▶ REQUIREMENT:
Return all the entries exactly. No pictures.

▶ DATA RECORDS:

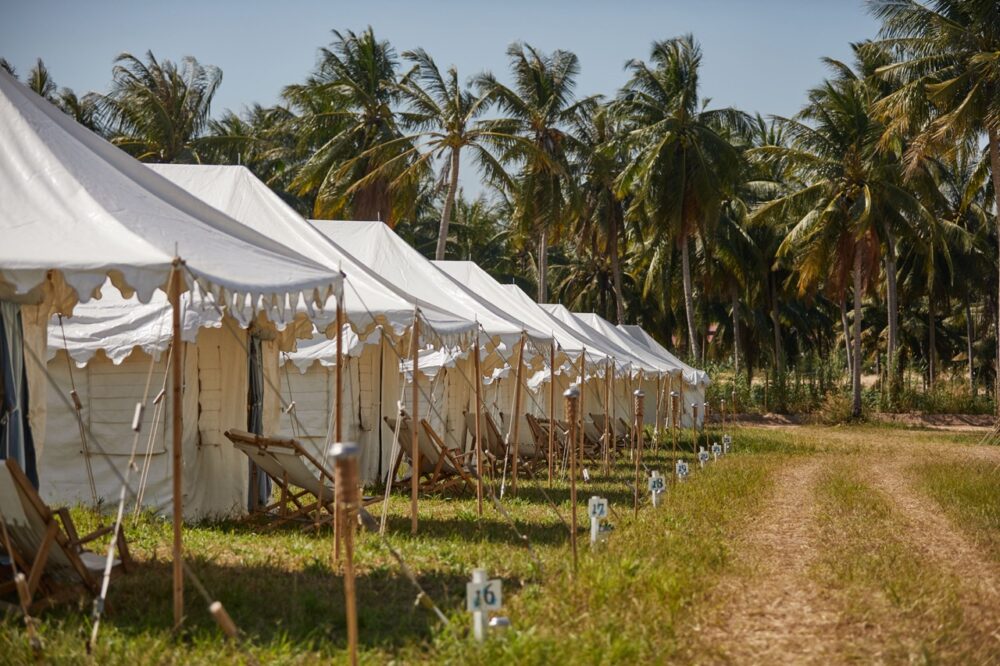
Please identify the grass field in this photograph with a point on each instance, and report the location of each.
(661, 588)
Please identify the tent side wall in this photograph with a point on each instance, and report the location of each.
(215, 399)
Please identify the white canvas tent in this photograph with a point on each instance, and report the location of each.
(77, 211)
(453, 388)
(372, 306)
(694, 381)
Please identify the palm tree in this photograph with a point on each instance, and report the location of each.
(348, 131)
(602, 158)
(445, 113)
(157, 111)
(681, 165)
(533, 137)
(848, 188)
(948, 73)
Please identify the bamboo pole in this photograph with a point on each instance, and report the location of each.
(345, 456)
(414, 421)
(639, 396)
(338, 412)
(177, 379)
(606, 452)
(552, 408)
(516, 416)
(572, 396)
(674, 400)
(479, 428)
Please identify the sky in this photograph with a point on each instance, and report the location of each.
(759, 55)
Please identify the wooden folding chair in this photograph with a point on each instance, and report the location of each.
(48, 551)
(439, 469)
(304, 489)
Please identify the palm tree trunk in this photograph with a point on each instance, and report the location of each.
(968, 347)
(931, 344)
(892, 305)
(856, 365)
(688, 298)
(449, 202)
(543, 265)
(736, 327)
(779, 350)
(995, 167)
(616, 269)
(847, 335)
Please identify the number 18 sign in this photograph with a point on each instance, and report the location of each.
(485, 596)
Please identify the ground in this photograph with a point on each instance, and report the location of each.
(807, 544)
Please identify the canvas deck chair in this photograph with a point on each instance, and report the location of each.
(441, 468)
(494, 448)
(46, 546)
(284, 460)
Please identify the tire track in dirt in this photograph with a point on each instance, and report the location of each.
(932, 533)
(774, 613)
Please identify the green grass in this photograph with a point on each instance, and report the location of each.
(625, 602)
(969, 491)
(881, 581)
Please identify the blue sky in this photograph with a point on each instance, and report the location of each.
(758, 55)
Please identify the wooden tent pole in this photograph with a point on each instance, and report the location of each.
(414, 421)
(479, 428)
(552, 407)
(608, 374)
(338, 413)
(516, 416)
(177, 400)
(572, 396)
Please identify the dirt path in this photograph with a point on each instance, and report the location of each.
(774, 613)
(936, 537)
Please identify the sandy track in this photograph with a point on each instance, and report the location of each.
(774, 613)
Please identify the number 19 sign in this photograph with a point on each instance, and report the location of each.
(484, 596)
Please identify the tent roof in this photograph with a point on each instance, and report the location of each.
(639, 334)
(597, 340)
(382, 250)
(368, 298)
(516, 303)
(616, 335)
(74, 203)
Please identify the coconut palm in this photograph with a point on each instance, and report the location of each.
(532, 138)
(948, 72)
(156, 110)
(444, 112)
(681, 165)
(848, 188)
(349, 131)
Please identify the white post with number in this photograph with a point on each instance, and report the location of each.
(597, 508)
(657, 484)
(482, 596)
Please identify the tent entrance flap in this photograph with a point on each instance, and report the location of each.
(15, 431)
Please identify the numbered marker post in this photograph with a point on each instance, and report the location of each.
(482, 596)
(597, 509)
(657, 484)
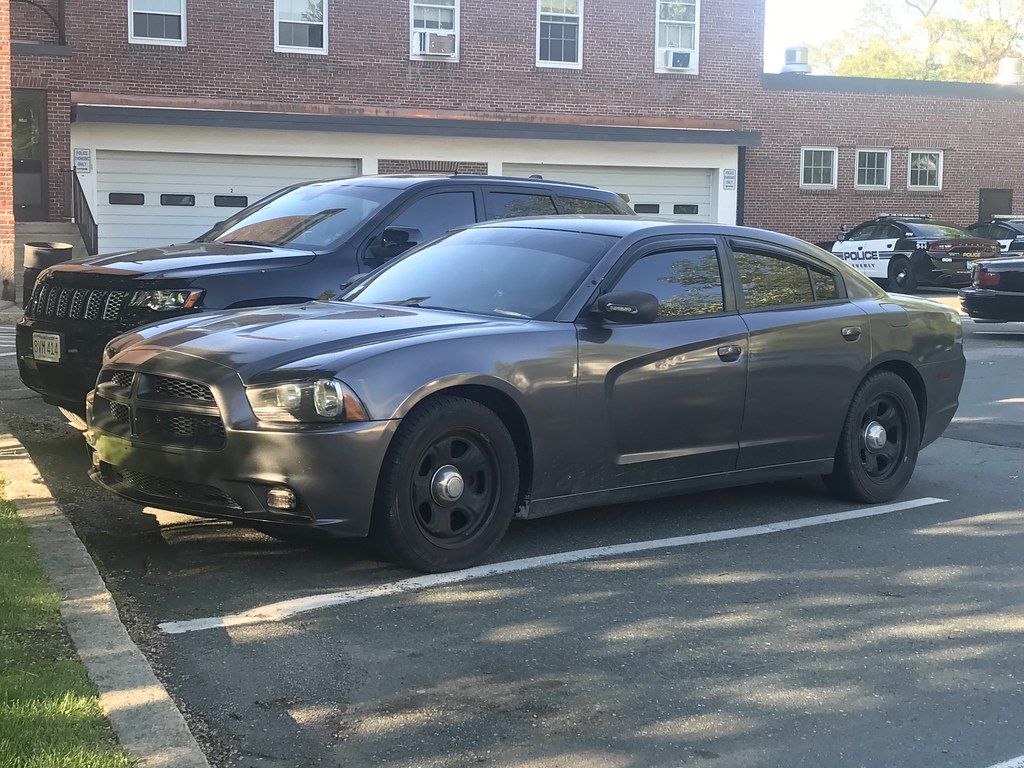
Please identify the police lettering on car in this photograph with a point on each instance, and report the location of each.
(903, 252)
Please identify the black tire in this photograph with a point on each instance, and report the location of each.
(864, 471)
(424, 522)
(901, 276)
(298, 535)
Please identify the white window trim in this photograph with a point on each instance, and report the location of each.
(889, 168)
(659, 52)
(578, 65)
(278, 47)
(413, 55)
(158, 40)
(925, 187)
(835, 152)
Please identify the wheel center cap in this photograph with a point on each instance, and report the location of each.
(448, 484)
(875, 436)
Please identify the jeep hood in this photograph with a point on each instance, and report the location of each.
(188, 260)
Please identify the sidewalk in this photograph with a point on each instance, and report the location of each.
(146, 722)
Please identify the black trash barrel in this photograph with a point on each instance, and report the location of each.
(38, 256)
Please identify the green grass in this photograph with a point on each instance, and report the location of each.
(49, 711)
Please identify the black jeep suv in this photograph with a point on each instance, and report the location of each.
(299, 244)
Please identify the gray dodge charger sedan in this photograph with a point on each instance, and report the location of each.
(526, 368)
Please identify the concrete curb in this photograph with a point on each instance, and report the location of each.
(147, 723)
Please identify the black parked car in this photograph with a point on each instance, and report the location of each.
(1009, 230)
(996, 294)
(300, 244)
(904, 252)
(525, 369)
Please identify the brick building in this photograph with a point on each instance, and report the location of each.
(174, 113)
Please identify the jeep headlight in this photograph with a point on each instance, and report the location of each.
(162, 301)
(297, 401)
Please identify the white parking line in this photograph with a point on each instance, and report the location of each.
(281, 610)
(1015, 763)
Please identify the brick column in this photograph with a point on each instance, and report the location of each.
(6, 163)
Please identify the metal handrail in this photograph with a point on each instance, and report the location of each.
(82, 215)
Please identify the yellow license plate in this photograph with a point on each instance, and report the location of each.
(46, 347)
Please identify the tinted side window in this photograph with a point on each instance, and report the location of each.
(772, 281)
(864, 231)
(887, 231)
(582, 205)
(686, 282)
(436, 214)
(824, 286)
(509, 205)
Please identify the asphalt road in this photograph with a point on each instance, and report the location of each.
(892, 640)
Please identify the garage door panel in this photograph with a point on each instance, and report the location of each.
(153, 174)
(665, 187)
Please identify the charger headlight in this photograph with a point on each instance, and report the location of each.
(298, 401)
(163, 301)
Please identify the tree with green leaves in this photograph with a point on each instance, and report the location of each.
(953, 40)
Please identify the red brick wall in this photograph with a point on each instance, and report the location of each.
(6, 164)
(230, 56)
(981, 140)
(30, 23)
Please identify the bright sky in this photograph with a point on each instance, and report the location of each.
(790, 23)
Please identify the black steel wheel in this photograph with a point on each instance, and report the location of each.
(449, 486)
(878, 450)
(901, 276)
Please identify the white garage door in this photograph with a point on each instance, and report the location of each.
(155, 199)
(681, 193)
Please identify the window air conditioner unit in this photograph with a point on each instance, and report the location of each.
(678, 59)
(434, 44)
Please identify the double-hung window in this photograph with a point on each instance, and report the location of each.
(817, 167)
(925, 170)
(559, 34)
(434, 29)
(872, 169)
(300, 26)
(157, 22)
(678, 35)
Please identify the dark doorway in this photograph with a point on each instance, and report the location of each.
(30, 151)
(994, 202)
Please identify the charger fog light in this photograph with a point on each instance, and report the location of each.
(283, 499)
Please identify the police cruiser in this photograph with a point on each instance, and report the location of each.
(1008, 229)
(903, 252)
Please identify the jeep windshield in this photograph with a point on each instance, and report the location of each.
(312, 217)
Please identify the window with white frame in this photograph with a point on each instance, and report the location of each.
(300, 26)
(157, 22)
(925, 169)
(434, 29)
(678, 35)
(818, 166)
(559, 33)
(872, 169)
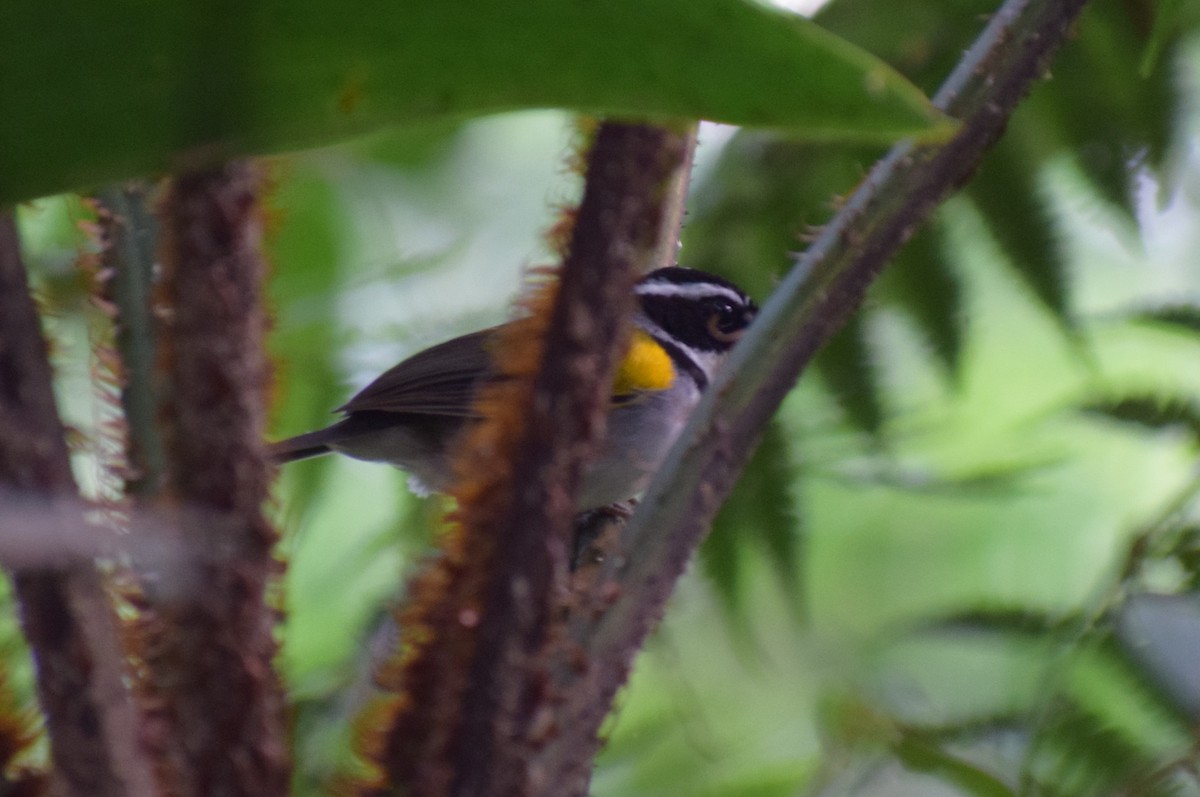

▶ TASK RESULT:
Please identify the grass field in this photograph with a point on each instance, and report the location of each.
(661, 588)
Please identify the tent side wall in this photograph with a point on each instance, and report the location of each.
(215, 399)
Please identify the white canvas tent in this photograph with a point on each instance, and report the location of each.
(77, 211)
(453, 388)
(372, 306)
(694, 381)
Please identify the palm tree in this photograph with a point on each instance, and report the location of each.
(348, 131)
(602, 158)
(445, 113)
(157, 111)
(681, 165)
(533, 137)
(848, 188)
(948, 73)
Please identify the bamboo pole in this photograph with a point on each instance, and report the location of each.
(345, 456)
(414, 421)
(639, 396)
(338, 412)
(177, 379)
(606, 452)
(552, 408)
(516, 416)
(572, 396)
(674, 400)
(479, 428)
Please identify the sky in this photograph with a point on each instance, and report the location of each.
(759, 55)
Please identify the wooden folding chair in this photograph with a point on each instance, and report the location of each.
(48, 551)
(439, 469)
(304, 489)
Please identify the palm tree trunk in this photograph with a point on each instance, and report the location of each.
(968, 347)
(931, 344)
(892, 305)
(856, 365)
(688, 298)
(449, 202)
(543, 265)
(736, 327)
(779, 350)
(995, 167)
(616, 269)
(847, 335)
Please identify the number 18 sign in this photograph with a point on each instance, and report the location of each.
(485, 596)
Please identify the ground in this photograph with a point on each instance, and report the location of each.
(807, 544)
Please identify the canvas deck chair in this photograph with a point on each instance, and report the location of each.
(441, 468)
(494, 448)
(46, 546)
(284, 460)
Please identify the tire track in dirt in this photograph with a point on each instance, and report the location of each.
(932, 533)
(774, 613)
Please identify the green grass in this photograph with a point on each instance, and report the location of each.
(625, 602)
(969, 491)
(881, 581)
Please identify the blue sky in this photograph with a point on each instance, and report the location of each.
(758, 55)
Please identify the wooden tent pole in this photograph with a point on each instance, and report the location of each.
(414, 421)
(479, 428)
(552, 407)
(608, 374)
(338, 413)
(516, 416)
(177, 400)
(572, 396)
Please identify the dirt path in this photograph with a point on each instance, and report the location of each.
(774, 613)
(936, 537)
Please identify the sandy track in this photograph with a point on each instance, and report the location of each.
(774, 613)
Please identify the number 19 sign in this photograph with a point on each instance, and report the location of each.
(484, 596)
Please identify the tent roof in this photograph with a point on each instance, and report the location of each.
(639, 334)
(597, 340)
(382, 250)
(368, 298)
(516, 303)
(616, 335)
(74, 203)
Please identify the coconut palm in this photograph with a point on each instance, and report the location of each.
(532, 138)
(948, 72)
(156, 110)
(444, 112)
(681, 165)
(848, 188)
(349, 131)
Please identify the white post with number in this photograph with a point on each instance, and report the location of each.
(597, 508)
(657, 484)
(482, 596)
Please identify the tent entrance flap in this photograph with a point on each instance, and report the location of each.
(15, 431)
Please identify the numbered marker post in this photograph with a point on each instance, and report the location of each.
(482, 596)
(597, 509)
(657, 484)
Please identify the police lettering on car in this photograph with a point on each instance, and report the location of each.
(903, 252)
Please identify the black tire in this photograph with a point on each instance, and report the location of each.
(864, 471)
(424, 522)
(901, 276)
(298, 535)
Please identify the white window trim in this photograph with a point on each instance, and report the location of each.
(889, 168)
(659, 52)
(578, 65)
(278, 47)
(413, 55)
(158, 40)
(925, 187)
(835, 152)
Please identify the wheel center cap in this photograph with a point on each instance, and report the location of each.
(448, 484)
(875, 436)
Please identify the jeep hood in this photograph with a point on each instance, and report the location of each.
(188, 260)
Please identify the sidewalk in this photograph with a point on each instance, and report the location of each.
(146, 722)
Please identify the black trash barrel in this photograph with a point on each instance, and report the location of each.
(38, 256)
Please identify the green grass in this photograph with a point on each instance, and report the location of each.
(49, 711)
Please identify the black jeep suv in this photograph with a point on each instance, and report the location of each.
(299, 244)
Please identify the gray dodge charger sedan in this photograph with a point on each instance, and report the location of each.
(526, 368)
Please identify the concrete curb in this photograph with a point on each instance, and report the location of each.
(147, 723)
Please identify the black parked car in this photograph with a point on each instance, and report the location of each.
(1009, 230)
(996, 294)
(300, 244)
(904, 252)
(525, 369)
Please identify the brick building in this photograph with a point on each instance, and report the location of each.
(174, 113)
Please identify the jeep headlight in this photograph with a point on each instance, and report the location of each.
(162, 301)
(297, 401)
Please identify the white parking line in this photograph with a point on each instance, and report the location of each.
(281, 610)
(1015, 763)
Please identify the brick column in this photograph with a point on each instance, and report the location of each.
(6, 163)
Please identify the metal handrail in this photograph with a point on each instance, and report the location of each.
(82, 215)
Please identify the yellow license plate in this photograph with a point on each instance, and report the location of each.
(46, 347)
Please identify the tinted side window in this photograph with a point on each instance, and report the location of each.
(772, 281)
(864, 231)
(887, 231)
(582, 205)
(686, 282)
(436, 214)
(824, 286)
(509, 205)
Please identify the asphalt road in this photograph with a point on each instance, and report the location of each.
(892, 640)
Please identify the garage door panel in this photograph with a point on each instance, and report the location of each.
(153, 174)
(665, 187)
Please identify the charger headlight in this photograph with a point on each instance, and report the location of each.
(298, 401)
(163, 301)
Please identify the tree with green leaves in this photograph with a point on each instance, and report the location of each.
(953, 40)
Please identify the red brick wall in this photograph with a point on each instance, and report the location of each.
(6, 164)
(230, 56)
(981, 140)
(30, 23)
Please identify the bright sky in this photograph with a point on each instance, and report the location of each.
(790, 23)
Please identify the black steel wheel in this photograph with a point on each instance, and report the location of each.
(449, 486)
(878, 450)
(901, 276)
Please identify the white garage door in this photograph with a point on each instance, and report the location of each.
(155, 199)
(681, 193)
Please identify the window air conditioner unit in this photograph with a point on each instance, and report the location of each.
(678, 59)
(434, 44)
Please identify the double-hung window in this photograph with a point on each instance, and report the location of each.
(817, 167)
(925, 170)
(559, 34)
(434, 29)
(872, 169)
(300, 26)
(157, 22)
(678, 35)
Please identify the dark doorway in this photograph with a point on each instance, and report the location of each.
(30, 151)
(994, 202)
Please identify the charger fog light in this photograph with a point on each instance, and report the location of each.
(283, 499)
Please identify the police cruiser in this photograph with a point on each instance, and report the location of each.
(1008, 229)
(903, 252)
Please identify the jeep windshield in this photograph with a point on each instance, and report the location of each.
(312, 217)
Please identify the window with white frame in this photograph with a point on each instance, and report the location of each.
(300, 26)
(157, 22)
(925, 169)
(434, 29)
(678, 35)
(818, 166)
(559, 33)
(872, 169)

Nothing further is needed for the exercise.